## Work task:
For this exercise, output the entries below exactly from the line that holds "Target: front bumper" to the line that holds "Target: dark window", both ends included. No pictures belong in the copy.

[[ Provided data open ]]

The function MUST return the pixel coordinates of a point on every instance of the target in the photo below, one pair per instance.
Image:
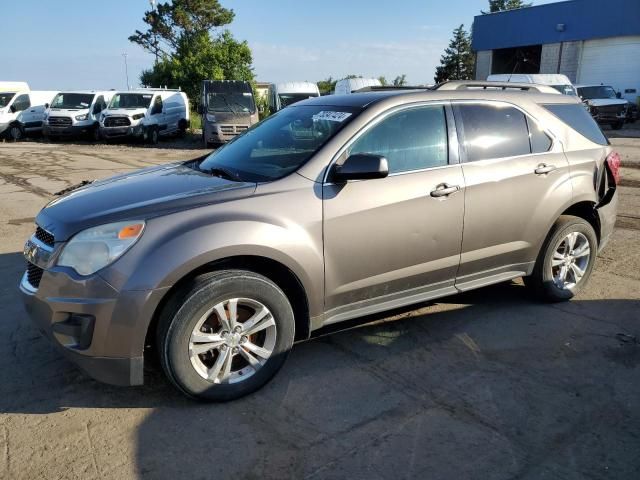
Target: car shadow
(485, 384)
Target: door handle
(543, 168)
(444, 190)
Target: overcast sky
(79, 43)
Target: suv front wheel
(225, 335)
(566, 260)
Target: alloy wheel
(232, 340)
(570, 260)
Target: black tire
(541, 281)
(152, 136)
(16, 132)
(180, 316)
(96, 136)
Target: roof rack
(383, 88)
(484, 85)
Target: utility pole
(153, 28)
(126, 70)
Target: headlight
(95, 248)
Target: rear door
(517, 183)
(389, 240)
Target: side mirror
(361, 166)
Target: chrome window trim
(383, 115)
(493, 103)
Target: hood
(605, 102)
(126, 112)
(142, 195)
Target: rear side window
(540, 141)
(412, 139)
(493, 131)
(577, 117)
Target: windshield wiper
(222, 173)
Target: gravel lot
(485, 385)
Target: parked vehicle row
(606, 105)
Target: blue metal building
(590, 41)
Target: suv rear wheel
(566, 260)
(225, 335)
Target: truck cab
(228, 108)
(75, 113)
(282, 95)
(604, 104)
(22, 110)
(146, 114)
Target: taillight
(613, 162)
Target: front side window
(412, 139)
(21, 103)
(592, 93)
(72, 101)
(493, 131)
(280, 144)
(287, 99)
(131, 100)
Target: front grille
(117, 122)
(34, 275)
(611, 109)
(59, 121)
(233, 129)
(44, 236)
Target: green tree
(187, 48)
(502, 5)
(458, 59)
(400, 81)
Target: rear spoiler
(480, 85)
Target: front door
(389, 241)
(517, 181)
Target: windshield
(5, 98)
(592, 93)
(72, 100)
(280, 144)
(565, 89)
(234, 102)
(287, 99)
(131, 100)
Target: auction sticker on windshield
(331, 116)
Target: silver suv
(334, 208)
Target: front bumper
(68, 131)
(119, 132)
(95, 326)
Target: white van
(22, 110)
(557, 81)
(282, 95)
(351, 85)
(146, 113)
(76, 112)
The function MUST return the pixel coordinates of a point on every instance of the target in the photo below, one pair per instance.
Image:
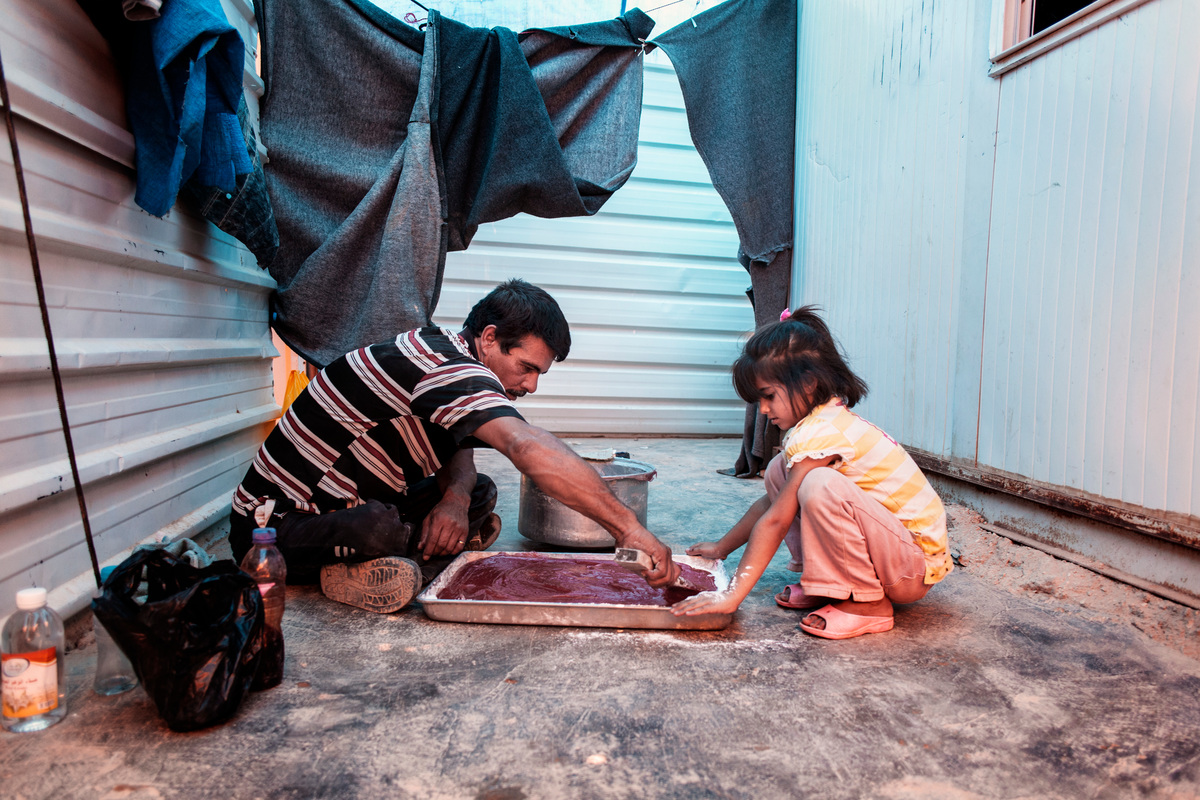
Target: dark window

[[ Provided data closed ]]
[[ Provided data open ]]

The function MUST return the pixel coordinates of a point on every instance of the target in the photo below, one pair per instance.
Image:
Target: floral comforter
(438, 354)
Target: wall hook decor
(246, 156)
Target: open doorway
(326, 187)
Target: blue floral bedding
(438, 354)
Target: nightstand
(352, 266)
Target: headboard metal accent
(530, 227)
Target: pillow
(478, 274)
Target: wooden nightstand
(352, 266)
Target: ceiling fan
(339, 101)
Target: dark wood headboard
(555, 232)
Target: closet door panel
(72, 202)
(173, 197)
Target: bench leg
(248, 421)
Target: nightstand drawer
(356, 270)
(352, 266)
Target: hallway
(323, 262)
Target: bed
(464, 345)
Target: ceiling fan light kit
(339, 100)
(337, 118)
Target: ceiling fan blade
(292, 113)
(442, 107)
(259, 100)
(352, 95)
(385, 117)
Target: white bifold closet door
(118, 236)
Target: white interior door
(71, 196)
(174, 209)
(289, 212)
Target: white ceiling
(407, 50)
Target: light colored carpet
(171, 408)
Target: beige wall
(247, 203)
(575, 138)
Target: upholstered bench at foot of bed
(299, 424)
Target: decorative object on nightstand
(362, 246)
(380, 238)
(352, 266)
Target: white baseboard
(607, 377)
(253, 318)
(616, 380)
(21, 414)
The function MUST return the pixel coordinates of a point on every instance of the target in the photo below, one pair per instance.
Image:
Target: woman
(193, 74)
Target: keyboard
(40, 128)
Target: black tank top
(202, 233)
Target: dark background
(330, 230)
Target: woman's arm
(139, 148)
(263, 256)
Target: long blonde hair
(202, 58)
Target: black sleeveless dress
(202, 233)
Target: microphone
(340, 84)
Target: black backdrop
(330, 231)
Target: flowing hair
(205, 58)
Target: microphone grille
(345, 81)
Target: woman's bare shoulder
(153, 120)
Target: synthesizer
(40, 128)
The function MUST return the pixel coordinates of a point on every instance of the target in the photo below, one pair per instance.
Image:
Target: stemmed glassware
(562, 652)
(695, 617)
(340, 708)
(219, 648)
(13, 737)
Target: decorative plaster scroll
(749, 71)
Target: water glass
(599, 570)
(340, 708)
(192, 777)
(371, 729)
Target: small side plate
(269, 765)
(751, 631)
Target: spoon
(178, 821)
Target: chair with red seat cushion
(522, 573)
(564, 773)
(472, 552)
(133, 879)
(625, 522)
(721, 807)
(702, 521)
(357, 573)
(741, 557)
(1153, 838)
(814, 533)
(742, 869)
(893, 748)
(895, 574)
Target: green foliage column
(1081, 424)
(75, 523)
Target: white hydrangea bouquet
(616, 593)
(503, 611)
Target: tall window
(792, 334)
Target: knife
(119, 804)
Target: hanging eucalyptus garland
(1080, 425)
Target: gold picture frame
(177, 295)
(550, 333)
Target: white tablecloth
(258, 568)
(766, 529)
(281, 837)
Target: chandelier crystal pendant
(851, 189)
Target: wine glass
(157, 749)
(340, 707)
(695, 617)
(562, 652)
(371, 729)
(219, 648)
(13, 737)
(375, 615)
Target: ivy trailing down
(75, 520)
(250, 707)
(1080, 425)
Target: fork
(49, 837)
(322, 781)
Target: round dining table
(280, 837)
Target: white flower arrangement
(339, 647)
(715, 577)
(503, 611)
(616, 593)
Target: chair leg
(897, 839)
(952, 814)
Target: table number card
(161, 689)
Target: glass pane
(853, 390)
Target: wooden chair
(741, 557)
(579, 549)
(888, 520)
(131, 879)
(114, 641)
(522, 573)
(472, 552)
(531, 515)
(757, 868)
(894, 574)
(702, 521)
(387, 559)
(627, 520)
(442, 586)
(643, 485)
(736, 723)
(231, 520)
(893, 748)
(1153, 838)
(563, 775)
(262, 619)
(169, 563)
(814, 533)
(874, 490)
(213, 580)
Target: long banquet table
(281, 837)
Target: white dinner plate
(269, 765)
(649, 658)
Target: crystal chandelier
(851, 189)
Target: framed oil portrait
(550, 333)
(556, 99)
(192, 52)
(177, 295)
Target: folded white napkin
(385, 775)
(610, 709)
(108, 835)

[[ Provided data closed ]]

## The completed task:
Target: front bumper
(68, 131)
(119, 132)
(95, 326)
Target: white van
(22, 110)
(557, 81)
(282, 95)
(351, 85)
(146, 113)
(76, 112)
The function MUST return the pixel coordinates of a point on every instance of the target in the photo below, one pair per instance.
Image:
Target: dark window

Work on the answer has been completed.